Instructions for the task> Gather every line from the entries below that contains the string "negative", treating uppercase and lowercase letters as distinct.

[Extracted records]
....
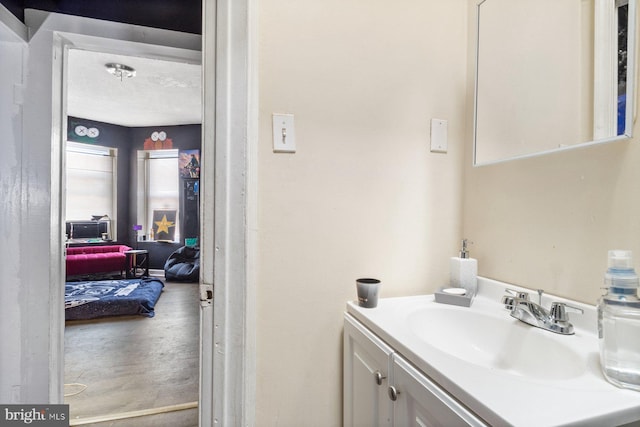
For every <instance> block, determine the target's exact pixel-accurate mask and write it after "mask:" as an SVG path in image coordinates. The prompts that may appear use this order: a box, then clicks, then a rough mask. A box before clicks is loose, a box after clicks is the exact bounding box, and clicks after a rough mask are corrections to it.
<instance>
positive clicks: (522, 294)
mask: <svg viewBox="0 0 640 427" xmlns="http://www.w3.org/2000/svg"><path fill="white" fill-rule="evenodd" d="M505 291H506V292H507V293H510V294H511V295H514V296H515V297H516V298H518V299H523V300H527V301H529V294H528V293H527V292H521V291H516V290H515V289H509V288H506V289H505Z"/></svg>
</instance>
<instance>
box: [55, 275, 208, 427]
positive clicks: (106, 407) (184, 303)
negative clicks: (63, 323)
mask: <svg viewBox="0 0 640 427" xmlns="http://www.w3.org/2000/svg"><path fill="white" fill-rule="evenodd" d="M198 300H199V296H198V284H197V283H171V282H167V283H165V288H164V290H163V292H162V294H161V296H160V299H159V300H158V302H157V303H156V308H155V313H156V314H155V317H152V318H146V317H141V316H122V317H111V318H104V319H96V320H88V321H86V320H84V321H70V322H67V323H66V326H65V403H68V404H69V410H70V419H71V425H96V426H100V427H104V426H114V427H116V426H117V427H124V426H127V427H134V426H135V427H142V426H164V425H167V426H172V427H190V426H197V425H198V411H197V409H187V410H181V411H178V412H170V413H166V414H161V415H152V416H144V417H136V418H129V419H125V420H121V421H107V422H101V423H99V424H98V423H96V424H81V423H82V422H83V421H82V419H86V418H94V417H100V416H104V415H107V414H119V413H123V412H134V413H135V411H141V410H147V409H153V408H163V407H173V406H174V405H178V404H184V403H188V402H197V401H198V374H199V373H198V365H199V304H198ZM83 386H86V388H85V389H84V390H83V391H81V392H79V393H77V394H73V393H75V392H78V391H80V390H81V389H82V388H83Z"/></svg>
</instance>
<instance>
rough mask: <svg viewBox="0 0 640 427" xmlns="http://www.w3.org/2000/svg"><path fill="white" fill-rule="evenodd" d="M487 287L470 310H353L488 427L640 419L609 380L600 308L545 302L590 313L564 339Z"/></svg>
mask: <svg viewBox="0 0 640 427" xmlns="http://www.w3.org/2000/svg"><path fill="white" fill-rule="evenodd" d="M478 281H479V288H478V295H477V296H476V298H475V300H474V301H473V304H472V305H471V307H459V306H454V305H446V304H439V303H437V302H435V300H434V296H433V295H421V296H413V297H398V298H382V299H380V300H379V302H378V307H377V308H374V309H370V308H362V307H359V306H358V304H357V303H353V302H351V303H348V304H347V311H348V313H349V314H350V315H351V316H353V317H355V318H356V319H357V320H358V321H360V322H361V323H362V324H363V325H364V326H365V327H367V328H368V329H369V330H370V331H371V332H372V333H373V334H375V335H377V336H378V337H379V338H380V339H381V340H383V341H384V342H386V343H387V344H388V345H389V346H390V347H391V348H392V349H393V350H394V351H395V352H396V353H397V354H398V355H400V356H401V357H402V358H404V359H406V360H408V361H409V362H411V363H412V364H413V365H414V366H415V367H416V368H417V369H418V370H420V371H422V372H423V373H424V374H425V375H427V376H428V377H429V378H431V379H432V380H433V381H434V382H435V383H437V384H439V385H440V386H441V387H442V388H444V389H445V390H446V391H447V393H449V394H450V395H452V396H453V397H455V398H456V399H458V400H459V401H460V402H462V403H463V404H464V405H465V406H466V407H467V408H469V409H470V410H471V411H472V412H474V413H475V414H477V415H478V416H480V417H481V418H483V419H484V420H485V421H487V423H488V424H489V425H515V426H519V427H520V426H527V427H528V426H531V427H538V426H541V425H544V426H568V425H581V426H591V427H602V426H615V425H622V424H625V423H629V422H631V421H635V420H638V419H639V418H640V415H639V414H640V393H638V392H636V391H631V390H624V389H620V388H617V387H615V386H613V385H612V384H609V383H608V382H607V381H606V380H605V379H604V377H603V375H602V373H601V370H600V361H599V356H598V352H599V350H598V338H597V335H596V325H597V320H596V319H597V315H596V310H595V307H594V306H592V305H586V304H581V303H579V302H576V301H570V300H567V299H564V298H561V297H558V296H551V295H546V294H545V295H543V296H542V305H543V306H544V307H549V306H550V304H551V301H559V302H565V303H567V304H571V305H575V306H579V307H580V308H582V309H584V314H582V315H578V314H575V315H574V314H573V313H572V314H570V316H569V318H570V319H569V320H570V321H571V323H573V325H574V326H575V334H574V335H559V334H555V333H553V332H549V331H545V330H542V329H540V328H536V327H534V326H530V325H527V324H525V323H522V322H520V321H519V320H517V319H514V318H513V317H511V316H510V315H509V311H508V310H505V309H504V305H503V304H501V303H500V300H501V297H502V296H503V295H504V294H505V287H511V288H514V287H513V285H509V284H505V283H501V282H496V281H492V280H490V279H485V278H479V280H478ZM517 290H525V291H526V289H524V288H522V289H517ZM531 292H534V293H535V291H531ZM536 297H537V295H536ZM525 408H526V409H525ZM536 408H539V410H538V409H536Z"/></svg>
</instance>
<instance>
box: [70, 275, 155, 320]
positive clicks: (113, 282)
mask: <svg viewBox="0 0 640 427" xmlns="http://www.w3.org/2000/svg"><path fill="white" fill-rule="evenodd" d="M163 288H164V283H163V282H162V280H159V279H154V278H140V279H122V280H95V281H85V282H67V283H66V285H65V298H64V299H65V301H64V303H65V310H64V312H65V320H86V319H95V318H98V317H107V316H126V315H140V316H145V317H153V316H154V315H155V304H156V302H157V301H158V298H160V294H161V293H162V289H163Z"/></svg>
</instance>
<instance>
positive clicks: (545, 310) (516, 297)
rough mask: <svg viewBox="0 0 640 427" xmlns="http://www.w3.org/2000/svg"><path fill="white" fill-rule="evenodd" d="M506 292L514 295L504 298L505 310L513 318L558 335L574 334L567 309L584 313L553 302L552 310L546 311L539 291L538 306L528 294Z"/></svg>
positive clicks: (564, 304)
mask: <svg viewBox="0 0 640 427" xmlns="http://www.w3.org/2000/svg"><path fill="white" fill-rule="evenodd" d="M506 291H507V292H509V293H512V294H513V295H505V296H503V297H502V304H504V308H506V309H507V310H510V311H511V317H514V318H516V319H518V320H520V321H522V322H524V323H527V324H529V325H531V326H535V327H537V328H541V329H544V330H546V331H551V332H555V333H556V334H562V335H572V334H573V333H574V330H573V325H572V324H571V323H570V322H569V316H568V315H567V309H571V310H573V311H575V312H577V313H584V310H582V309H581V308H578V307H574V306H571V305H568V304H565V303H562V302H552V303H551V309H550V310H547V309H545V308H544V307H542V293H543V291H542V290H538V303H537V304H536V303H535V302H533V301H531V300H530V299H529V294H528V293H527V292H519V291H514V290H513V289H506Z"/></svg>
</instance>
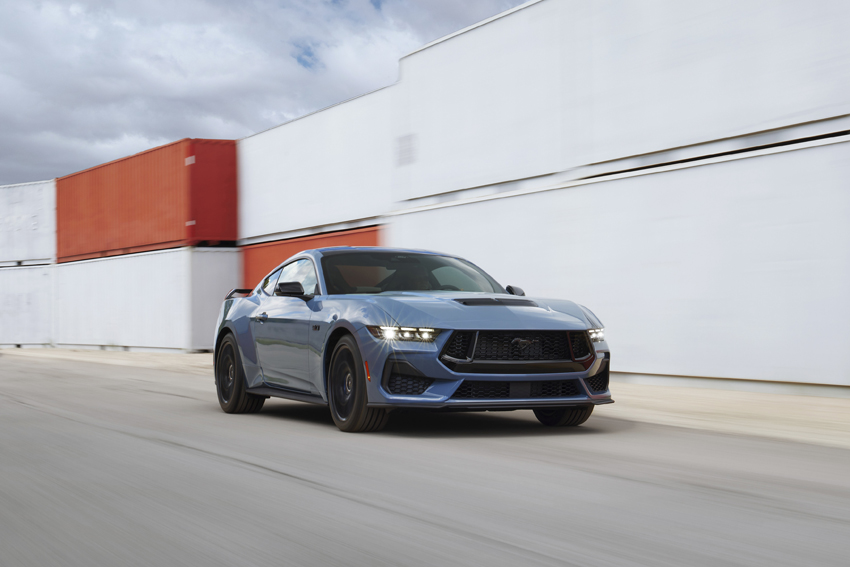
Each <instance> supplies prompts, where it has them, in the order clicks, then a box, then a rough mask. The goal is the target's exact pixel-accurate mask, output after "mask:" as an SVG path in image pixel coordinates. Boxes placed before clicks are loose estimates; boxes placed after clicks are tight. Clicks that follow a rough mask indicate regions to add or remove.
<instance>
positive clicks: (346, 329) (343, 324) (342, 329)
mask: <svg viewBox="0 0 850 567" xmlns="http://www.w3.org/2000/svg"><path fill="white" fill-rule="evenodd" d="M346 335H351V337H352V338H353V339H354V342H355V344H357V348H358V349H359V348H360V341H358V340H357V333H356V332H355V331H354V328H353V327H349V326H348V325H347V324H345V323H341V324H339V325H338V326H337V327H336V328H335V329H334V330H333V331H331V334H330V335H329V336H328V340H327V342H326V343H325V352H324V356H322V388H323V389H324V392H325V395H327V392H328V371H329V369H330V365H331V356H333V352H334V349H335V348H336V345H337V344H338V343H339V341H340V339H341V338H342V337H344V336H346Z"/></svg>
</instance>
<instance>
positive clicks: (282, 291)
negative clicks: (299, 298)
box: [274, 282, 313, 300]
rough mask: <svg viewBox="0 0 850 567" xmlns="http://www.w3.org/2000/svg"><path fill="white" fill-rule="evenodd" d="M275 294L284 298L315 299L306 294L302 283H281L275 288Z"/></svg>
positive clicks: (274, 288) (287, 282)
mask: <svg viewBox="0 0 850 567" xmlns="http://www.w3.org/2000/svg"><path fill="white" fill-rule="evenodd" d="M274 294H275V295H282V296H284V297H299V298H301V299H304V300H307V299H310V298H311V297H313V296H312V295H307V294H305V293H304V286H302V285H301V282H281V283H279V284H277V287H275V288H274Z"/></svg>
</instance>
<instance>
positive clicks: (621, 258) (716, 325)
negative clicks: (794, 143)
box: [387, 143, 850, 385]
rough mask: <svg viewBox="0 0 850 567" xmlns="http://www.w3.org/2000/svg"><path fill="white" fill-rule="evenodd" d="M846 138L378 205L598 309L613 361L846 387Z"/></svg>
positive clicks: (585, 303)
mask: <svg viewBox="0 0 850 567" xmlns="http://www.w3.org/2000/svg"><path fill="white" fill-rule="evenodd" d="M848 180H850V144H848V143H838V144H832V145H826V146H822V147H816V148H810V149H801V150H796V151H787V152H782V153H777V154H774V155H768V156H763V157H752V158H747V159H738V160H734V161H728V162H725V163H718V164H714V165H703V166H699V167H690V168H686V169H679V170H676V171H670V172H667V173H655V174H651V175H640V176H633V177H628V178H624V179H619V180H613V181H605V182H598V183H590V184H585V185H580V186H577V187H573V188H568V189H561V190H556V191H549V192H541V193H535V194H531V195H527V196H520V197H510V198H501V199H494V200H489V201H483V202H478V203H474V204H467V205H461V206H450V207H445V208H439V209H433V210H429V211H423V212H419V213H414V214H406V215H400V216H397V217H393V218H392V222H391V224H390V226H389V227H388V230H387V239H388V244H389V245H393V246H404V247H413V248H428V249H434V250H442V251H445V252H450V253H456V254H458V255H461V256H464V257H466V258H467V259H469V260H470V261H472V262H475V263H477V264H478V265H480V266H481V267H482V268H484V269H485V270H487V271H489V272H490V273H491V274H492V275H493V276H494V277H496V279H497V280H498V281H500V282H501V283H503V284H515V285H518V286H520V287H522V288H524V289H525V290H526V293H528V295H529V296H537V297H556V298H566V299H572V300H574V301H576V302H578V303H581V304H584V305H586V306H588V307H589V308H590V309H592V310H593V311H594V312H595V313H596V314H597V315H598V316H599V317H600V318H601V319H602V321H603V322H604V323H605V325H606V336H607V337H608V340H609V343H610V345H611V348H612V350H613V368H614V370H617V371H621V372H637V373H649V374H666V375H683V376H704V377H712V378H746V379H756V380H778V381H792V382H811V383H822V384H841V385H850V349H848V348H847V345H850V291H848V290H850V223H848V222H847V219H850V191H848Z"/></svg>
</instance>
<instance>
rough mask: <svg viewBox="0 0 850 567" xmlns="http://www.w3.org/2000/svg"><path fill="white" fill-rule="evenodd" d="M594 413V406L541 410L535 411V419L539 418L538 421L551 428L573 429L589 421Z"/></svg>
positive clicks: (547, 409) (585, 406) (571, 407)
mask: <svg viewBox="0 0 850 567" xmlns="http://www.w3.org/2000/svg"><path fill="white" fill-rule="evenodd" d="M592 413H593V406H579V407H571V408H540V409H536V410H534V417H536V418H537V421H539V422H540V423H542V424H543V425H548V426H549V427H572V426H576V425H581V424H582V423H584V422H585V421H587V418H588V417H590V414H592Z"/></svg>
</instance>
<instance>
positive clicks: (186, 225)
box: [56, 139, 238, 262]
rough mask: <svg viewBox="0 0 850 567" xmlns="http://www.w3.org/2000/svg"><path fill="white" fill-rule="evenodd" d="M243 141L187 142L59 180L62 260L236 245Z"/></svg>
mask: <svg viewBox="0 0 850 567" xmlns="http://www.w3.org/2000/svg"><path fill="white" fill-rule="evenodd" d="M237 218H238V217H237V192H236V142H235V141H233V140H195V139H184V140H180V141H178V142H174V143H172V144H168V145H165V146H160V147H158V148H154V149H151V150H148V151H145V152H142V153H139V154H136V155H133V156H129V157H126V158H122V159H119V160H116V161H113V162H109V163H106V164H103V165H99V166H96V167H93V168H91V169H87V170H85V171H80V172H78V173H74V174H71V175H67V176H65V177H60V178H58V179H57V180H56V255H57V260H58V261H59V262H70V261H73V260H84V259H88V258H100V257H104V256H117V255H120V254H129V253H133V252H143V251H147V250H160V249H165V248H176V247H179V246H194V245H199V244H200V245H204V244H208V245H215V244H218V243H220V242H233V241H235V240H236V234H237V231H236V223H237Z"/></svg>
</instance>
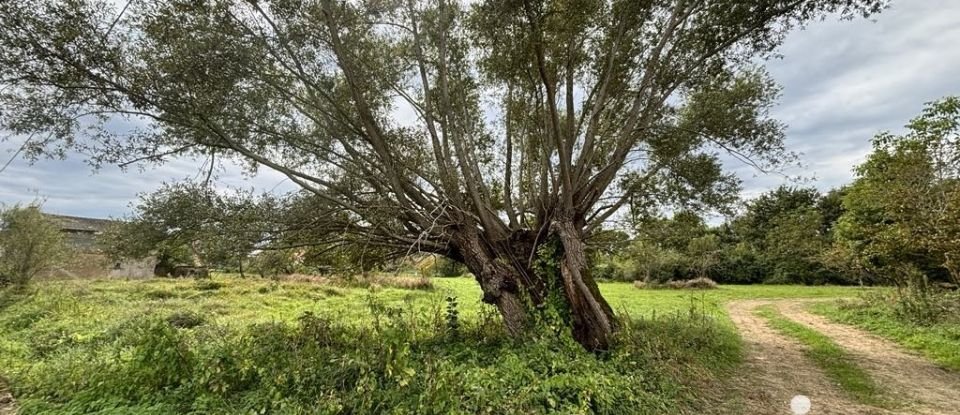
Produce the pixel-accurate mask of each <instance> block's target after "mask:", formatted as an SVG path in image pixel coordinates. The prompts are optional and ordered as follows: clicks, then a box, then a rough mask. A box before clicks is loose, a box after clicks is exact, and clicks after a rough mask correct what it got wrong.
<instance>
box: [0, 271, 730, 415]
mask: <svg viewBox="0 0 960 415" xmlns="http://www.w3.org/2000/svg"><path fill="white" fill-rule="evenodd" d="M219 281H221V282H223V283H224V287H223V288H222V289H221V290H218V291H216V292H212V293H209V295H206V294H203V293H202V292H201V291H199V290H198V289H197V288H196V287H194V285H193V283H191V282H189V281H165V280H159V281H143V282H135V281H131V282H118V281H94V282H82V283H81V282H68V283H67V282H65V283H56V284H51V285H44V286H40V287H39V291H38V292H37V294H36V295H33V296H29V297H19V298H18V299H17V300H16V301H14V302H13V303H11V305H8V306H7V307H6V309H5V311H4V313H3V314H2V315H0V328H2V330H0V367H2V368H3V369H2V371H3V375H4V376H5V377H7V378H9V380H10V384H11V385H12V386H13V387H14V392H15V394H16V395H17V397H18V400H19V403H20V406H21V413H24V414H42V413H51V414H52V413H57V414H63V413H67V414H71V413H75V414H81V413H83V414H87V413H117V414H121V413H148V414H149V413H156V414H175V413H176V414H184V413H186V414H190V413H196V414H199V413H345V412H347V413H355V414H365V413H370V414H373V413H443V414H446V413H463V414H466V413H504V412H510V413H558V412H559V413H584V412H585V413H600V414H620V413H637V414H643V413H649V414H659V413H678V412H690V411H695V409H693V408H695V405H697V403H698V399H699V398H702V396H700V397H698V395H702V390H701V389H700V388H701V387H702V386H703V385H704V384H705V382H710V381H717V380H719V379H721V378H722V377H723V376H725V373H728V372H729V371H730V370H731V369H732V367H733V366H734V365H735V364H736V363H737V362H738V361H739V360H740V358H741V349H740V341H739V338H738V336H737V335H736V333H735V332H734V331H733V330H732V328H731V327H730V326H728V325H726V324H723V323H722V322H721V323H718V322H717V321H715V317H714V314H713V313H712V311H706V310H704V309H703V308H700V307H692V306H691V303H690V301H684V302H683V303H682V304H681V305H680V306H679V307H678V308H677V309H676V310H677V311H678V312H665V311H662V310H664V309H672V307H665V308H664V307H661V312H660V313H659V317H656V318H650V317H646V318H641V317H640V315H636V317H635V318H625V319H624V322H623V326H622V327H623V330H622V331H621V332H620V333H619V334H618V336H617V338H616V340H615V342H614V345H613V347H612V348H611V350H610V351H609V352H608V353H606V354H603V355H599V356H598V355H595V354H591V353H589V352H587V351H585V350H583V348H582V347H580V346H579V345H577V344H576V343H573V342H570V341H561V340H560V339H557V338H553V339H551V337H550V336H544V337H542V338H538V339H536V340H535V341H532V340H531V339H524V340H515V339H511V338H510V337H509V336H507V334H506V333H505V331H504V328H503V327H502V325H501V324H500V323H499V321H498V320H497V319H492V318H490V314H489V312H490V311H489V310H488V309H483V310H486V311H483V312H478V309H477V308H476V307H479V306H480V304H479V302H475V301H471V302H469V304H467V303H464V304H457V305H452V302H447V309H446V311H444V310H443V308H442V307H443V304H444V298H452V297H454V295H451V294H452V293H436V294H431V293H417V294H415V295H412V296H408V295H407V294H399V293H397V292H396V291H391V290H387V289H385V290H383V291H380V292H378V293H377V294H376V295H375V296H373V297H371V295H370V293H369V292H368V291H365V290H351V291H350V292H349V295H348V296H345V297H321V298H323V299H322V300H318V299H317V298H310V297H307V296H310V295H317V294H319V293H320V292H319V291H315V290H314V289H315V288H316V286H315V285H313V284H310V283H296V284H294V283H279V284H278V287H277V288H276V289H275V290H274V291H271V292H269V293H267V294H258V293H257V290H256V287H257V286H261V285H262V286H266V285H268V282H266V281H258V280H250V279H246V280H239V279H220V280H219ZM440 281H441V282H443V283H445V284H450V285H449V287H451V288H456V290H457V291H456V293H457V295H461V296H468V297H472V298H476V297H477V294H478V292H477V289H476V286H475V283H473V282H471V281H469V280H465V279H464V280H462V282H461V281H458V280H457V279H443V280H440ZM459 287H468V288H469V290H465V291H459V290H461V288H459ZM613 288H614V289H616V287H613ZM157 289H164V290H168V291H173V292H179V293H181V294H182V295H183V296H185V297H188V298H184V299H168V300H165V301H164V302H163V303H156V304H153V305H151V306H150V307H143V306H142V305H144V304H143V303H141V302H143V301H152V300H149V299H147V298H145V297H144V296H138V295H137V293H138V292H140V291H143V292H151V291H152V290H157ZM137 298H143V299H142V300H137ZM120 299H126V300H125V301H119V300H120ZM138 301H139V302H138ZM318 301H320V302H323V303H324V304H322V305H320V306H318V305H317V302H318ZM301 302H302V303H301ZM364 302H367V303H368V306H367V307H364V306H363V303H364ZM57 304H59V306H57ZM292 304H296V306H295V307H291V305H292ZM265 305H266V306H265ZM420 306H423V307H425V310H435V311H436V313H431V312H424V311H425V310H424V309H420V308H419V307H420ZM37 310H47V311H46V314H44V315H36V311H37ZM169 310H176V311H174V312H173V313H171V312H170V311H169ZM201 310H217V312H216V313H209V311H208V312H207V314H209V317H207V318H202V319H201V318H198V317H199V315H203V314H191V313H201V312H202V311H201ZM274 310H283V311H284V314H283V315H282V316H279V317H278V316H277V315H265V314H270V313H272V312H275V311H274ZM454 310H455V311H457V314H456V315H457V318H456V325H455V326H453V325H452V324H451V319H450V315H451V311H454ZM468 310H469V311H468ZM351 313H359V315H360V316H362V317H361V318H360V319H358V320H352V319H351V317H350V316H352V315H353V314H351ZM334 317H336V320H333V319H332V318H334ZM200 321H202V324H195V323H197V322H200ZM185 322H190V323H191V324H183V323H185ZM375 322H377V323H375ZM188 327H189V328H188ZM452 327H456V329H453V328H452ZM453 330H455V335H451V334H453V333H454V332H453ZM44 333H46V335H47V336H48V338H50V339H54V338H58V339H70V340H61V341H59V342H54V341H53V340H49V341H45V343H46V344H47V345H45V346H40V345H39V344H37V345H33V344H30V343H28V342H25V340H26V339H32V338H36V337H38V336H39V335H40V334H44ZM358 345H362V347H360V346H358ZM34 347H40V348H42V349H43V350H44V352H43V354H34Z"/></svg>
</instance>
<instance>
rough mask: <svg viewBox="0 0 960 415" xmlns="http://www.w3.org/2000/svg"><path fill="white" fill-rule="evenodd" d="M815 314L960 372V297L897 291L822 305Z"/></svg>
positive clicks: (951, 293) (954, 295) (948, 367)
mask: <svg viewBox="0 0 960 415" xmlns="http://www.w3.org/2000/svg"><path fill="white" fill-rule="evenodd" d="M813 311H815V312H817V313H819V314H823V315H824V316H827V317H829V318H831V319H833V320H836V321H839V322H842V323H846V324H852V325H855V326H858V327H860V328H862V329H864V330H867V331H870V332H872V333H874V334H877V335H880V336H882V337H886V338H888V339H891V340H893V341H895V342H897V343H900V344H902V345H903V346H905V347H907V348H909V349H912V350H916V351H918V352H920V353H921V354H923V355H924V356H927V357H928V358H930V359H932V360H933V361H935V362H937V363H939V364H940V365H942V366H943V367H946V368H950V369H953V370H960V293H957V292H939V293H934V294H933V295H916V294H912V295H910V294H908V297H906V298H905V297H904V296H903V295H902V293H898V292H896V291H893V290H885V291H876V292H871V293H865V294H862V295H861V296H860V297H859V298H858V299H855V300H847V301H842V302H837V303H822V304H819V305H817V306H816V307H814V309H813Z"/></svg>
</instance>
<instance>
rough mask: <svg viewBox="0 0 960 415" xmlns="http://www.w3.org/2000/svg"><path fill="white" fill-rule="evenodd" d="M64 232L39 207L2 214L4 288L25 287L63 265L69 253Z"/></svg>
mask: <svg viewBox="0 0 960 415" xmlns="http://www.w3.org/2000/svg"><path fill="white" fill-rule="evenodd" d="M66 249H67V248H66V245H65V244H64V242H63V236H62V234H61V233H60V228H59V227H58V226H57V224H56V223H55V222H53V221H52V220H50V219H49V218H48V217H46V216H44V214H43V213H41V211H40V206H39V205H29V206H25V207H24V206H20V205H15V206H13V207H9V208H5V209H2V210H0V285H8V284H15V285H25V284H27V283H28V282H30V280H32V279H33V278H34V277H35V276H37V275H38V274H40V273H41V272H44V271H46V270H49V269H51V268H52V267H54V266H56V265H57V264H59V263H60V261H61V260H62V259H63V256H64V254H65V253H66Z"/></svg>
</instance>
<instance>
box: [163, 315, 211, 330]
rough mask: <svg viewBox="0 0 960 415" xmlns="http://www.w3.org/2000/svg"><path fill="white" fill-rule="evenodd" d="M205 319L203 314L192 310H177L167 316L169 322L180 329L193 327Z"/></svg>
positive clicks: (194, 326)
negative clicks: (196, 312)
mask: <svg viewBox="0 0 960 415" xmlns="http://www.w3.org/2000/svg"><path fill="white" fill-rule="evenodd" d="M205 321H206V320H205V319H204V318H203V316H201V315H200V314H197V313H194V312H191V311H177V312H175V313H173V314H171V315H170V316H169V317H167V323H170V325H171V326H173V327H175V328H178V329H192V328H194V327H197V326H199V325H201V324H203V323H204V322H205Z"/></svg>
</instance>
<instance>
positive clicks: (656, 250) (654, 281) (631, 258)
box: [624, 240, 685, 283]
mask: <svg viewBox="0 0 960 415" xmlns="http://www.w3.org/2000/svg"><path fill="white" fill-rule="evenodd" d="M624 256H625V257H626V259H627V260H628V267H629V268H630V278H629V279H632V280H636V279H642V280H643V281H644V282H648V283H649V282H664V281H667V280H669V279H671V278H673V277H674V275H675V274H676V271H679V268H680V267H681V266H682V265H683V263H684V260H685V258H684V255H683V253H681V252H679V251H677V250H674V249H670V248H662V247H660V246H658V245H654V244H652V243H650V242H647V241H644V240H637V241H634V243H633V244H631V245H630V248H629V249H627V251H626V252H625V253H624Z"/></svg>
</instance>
....
Result below>
negative clicks: (63, 323)
negative clicks: (299, 298)
negative clicks: (794, 143)
negative clicks: (196, 312)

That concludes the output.